DATASET ENTRIES ::
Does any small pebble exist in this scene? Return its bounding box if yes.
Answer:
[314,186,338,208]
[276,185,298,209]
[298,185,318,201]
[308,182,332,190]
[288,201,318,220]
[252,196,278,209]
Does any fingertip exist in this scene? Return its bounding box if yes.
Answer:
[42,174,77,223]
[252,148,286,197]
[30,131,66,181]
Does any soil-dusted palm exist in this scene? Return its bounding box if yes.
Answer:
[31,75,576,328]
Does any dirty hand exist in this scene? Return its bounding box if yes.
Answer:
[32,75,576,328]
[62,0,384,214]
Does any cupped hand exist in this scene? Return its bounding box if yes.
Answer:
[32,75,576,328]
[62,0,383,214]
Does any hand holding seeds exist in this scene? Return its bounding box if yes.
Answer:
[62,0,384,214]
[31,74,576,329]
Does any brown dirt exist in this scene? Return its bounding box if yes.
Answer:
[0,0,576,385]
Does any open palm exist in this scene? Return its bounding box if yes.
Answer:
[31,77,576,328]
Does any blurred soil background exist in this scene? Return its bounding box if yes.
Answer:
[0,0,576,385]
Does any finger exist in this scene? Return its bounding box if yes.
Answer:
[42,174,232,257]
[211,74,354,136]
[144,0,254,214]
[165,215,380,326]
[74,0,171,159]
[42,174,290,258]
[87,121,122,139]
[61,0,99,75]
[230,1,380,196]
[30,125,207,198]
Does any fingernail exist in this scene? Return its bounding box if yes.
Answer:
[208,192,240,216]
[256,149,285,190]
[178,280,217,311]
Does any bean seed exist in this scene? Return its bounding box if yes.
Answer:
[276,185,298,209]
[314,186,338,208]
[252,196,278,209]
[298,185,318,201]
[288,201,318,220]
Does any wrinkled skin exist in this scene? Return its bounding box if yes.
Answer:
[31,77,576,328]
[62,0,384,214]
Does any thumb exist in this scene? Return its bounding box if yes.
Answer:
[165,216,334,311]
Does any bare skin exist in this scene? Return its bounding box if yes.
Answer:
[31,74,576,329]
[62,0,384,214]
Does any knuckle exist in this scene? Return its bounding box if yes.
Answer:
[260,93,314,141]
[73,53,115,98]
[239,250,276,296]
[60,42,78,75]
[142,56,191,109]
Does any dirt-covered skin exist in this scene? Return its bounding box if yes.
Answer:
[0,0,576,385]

WHAT IS BEING ASKED ::
Repeat the listing exactly, from its first line to its last.

CORRECT OUTPUT ::
Does any small pebble exist in this scene? Return its bounding box if yes.
Answer:
[314,186,338,208]
[276,185,298,209]
[298,185,318,201]
[308,182,332,190]
[288,201,318,220]
[252,196,278,209]
Does any fingertip exist in this scene? Return its bounding box if yes.
Answer:
[42,174,77,223]
[252,148,286,197]
[30,131,66,181]
Does any soil-dusted palm exist in this scene? Return its bounding box if yes.
Answer:
[31,75,576,328]
Does any dirty hand exist in this scene? Return its bounding box if yes.
Answer:
[32,75,576,328]
[62,0,384,214]
Does any cupped hand exist in this scene? Return its bounding box if yes.
Answer:
[32,75,576,328]
[62,0,383,214]
Does any hand holding seeds exist in this scene? Return its bounding box if yes.
Answer:
[62,0,384,214]
[31,74,576,329]
Does any brown dirt exist in this scene? Return its bounding box if yes.
Answer:
[0,0,576,385]
Does any open palm exist in this scene? Return its bounding box if yes.
Answer:
[31,77,576,328]
Does any blurred soil background exist in this scene? Return its bounding box if yes.
Answer:
[0,0,576,385]
Does any finger exist in this scene? Return its bounding box if yes.
Answer:
[42,174,232,257]
[211,74,354,136]
[144,0,254,214]
[165,215,380,326]
[74,0,171,159]
[42,174,290,258]
[87,121,122,139]
[61,0,99,75]
[230,1,380,196]
[30,125,207,198]
Does any fingernail exist in this scene? Return its bounding box if yes.
Answer:
[208,192,240,216]
[256,149,285,190]
[178,280,217,311]
Does any bean seed exist in this scene? Return its bounding box if yes.
Answer:
[276,185,298,209]
[314,186,338,208]
[252,196,278,209]
[298,185,318,201]
[288,201,318,220]
Does any wrinkled skin exist in this scene? Return its bounding box if yes.
Answer:
[31,77,576,328]
[62,0,384,214]
Does any thumb exist in this scene? Return its bounding box if yes.
Answer:
[165,216,334,311]
Does any bare skin exist in this scene? Return its bounding box if yes.
Answer:
[31,74,576,329]
[62,0,384,214]
Does any knuckle exist in this scene? Return its bounding box if yes.
Answer:
[260,93,314,141]
[73,53,115,98]
[239,250,276,296]
[60,42,78,75]
[142,56,191,109]
Does any dirt-covered skin exist in this scene? Return its bounding box if yes.
Answer:
[0,0,576,385]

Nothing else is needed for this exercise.